**PROBLEM**. Extract the data exactly, missing nothing.

**DATA EXCERPTS**.

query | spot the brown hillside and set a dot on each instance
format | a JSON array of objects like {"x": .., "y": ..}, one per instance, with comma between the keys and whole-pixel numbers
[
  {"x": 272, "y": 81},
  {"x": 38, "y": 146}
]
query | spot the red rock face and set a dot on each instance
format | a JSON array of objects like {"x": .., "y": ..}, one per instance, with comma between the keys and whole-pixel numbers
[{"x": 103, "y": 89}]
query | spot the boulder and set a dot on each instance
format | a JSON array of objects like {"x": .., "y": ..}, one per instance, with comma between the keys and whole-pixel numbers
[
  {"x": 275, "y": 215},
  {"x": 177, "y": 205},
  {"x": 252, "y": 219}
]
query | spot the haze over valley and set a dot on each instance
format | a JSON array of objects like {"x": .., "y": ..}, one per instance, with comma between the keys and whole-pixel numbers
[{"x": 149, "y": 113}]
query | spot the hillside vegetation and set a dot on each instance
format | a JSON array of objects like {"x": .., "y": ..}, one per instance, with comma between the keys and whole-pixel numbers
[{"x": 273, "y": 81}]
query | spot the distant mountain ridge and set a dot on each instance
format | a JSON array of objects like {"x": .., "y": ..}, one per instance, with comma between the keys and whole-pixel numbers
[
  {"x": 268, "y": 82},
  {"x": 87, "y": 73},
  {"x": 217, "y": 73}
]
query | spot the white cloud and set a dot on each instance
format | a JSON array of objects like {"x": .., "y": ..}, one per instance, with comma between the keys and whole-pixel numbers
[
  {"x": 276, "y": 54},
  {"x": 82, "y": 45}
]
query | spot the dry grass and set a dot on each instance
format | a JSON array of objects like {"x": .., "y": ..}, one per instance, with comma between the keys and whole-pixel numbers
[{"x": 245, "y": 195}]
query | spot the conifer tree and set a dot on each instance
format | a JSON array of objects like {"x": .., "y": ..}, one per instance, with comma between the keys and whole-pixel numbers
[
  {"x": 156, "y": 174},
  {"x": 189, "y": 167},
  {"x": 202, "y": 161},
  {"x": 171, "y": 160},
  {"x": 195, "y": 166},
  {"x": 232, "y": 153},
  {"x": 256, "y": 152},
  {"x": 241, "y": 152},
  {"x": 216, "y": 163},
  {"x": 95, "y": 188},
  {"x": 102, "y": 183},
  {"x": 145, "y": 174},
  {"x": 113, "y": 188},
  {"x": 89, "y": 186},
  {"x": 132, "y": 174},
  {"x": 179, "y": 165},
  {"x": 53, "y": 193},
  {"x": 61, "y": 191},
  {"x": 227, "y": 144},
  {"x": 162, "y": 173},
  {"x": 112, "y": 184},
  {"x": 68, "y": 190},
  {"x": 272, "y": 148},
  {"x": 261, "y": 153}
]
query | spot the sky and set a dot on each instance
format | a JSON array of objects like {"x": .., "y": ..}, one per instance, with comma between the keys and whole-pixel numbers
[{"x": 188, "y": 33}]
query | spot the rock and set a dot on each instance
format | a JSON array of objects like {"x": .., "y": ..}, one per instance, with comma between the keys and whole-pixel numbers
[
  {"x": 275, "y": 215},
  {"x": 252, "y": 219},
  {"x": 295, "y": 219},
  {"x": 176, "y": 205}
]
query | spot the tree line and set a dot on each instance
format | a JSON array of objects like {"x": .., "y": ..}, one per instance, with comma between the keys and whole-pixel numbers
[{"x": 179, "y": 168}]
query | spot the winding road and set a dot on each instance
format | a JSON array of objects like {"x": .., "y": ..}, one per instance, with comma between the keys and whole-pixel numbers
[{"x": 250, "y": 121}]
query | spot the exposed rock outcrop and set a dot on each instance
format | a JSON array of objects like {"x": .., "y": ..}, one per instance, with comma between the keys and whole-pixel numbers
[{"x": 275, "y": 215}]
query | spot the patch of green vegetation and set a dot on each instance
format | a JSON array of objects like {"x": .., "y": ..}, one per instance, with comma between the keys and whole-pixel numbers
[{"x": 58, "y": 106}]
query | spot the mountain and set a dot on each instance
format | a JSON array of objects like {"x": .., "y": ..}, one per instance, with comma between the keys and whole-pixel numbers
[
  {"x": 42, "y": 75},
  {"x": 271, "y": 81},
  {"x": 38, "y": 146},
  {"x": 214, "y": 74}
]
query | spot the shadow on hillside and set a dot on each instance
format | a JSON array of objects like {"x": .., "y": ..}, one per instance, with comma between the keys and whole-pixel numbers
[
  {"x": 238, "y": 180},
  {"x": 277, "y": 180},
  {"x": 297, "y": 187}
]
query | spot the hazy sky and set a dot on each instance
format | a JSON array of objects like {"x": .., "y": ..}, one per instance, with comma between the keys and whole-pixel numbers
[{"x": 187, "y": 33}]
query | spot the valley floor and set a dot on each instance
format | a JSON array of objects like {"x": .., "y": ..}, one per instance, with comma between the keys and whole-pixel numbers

**RESULT FOR THIS TASK**.
query | spot the brown hillside and set a dot on each instance
format | a JSON array of objects like {"x": .., "y": ..}, one per instance, with comma between the keys and whole-pixel numbers
[
  {"x": 272, "y": 81},
  {"x": 38, "y": 146}
]
query | spot the red rock face and set a dot on each instance
format | a JSON array of objects like {"x": .., "y": ..}, one per instance, with comma between the keys and whole-pixel numbers
[{"x": 103, "y": 89}]
query | spot the boulder and set a dot on each instance
format | a JSON array of objects like {"x": .., "y": ..}, one per instance, with comma between the keys and whole-pixel numbers
[
  {"x": 275, "y": 215},
  {"x": 177, "y": 205},
  {"x": 252, "y": 219}
]
query | spot the haze over valley and set a dot on each instance
format | a JSON array of objects like {"x": .., "y": ..}, one per instance, with comma between the keys and whole-pixel numbers
[{"x": 149, "y": 113}]
query | spot the hillside vegetation and set a dot on each instance
format | a JSON array of objects like {"x": .., "y": ..}, one per instance, with comma between the keys and whole-pixel numbers
[{"x": 273, "y": 81}]
query | spot the distant mountain ridge and set a dot on each instance
format | a JSON array of objects like {"x": .., "y": ..}, one per instance, with comma between the keys and whole-pixel numbers
[
  {"x": 268, "y": 82},
  {"x": 87, "y": 73},
  {"x": 217, "y": 73}
]
query | spot the white cloud and set a dot on each instance
format | a JSON array of objects like {"x": .., "y": ..}, one per instance, with comma between the keys and whole-pixel numbers
[
  {"x": 276, "y": 54},
  {"x": 82, "y": 45}
]
query | spot the dry grass and set a dot on each instance
format | a JSON array of objects like {"x": .., "y": ..}, one per instance, with comma between the keys and whole-pixel numbers
[{"x": 245, "y": 195}]
query | spot the conifer tree and set a dot on each instance
format | a JSON array of objects like {"x": .., "y": ..}, one per instance, with comma between the keys and whole-pixel numbers
[
  {"x": 156, "y": 174},
  {"x": 189, "y": 167},
  {"x": 202, "y": 161},
  {"x": 171, "y": 160},
  {"x": 195, "y": 166},
  {"x": 232, "y": 153},
  {"x": 256, "y": 152},
  {"x": 241, "y": 152},
  {"x": 216, "y": 163},
  {"x": 95, "y": 188},
  {"x": 102, "y": 183},
  {"x": 145, "y": 174},
  {"x": 113, "y": 188},
  {"x": 89, "y": 186},
  {"x": 132, "y": 174},
  {"x": 179, "y": 165},
  {"x": 53, "y": 193},
  {"x": 61, "y": 191},
  {"x": 227, "y": 144},
  {"x": 162, "y": 173},
  {"x": 112, "y": 184},
  {"x": 68, "y": 190},
  {"x": 272, "y": 148},
  {"x": 261, "y": 153}
]
query | spot the sky and set a dot on each instance
format | a JSON array of objects like {"x": .., "y": ..}, one per instance, with comma between the keys and whole-pixel numbers
[{"x": 188, "y": 33}]
query | spot the rock and set a dot on each instance
format | a JSON array of objects like {"x": .., "y": ..}, one per instance, with comma between the keys and whole-pixel numbers
[
  {"x": 275, "y": 215},
  {"x": 252, "y": 219},
  {"x": 295, "y": 219},
  {"x": 176, "y": 205}
]
query | spot the tree line and set a dot on each instance
format | a JSON array of objects like {"x": .., "y": ..}, one per instance, with comma between the keys and whole-pixel numbers
[{"x": 179, "y": 168}]
query | spot the winding road and set a dot on each instance
format | a JSON array of objects like {"x": .., "y": ..}, one per instance, with comma between the keys and whole-pixel numbers
[{"x": 250, "y": 121}]
query | spot the exposed rock outcrop and set a dot on each instance
format | a JSON array of objects like {"x": .., "y": ..}, one per instance, with comma between the keys and whole-pixel numbers
[{"x": 275, "y": 215}]
query | spot the patch of green vegetation and set a dot on each instance
format | a JSON array of objects like {"x": .., "y": ..}, one per instance, with comma between the keys and whole-pixel numbers
[{"x": 58, "y": 106}]
query | spot the mountain and set a dot on each instance
format | a JSON array of objects like {"x": .., "y": ..}, one per instance, with comma between the keys and whole-pixel numbers
[
  {"x": 42, "y": 75},
  {"x": 271, "y": 81},
  {"x": 38, "y": 146},
  {"x": 214, "y": 74}
]
query | spot the shadow on hillside and set a dot on each instance
format | a JSON array of objects like {"x": .., "y": ..}, one per instance, with comma between the keys and whole-pixel numbers
[
  {"x": 238, "y": 180},
  {"x": 277, "y": 180},
  {"x": 297, "y": 187}
]
query | spot the hazy sky and set a dot on each instance
format | a JSON array of objects like {"x": .., "y": ..}, one per instance, with comma between the keys and whole-pixel numbers
[{"x": 187, "y": 33}]
query | spot the valley floor and set a dot on each instance
format | a JSON array of objects like {"x": .., "y": ..}, one per instance, with comma between the keys and whole-pixel numbers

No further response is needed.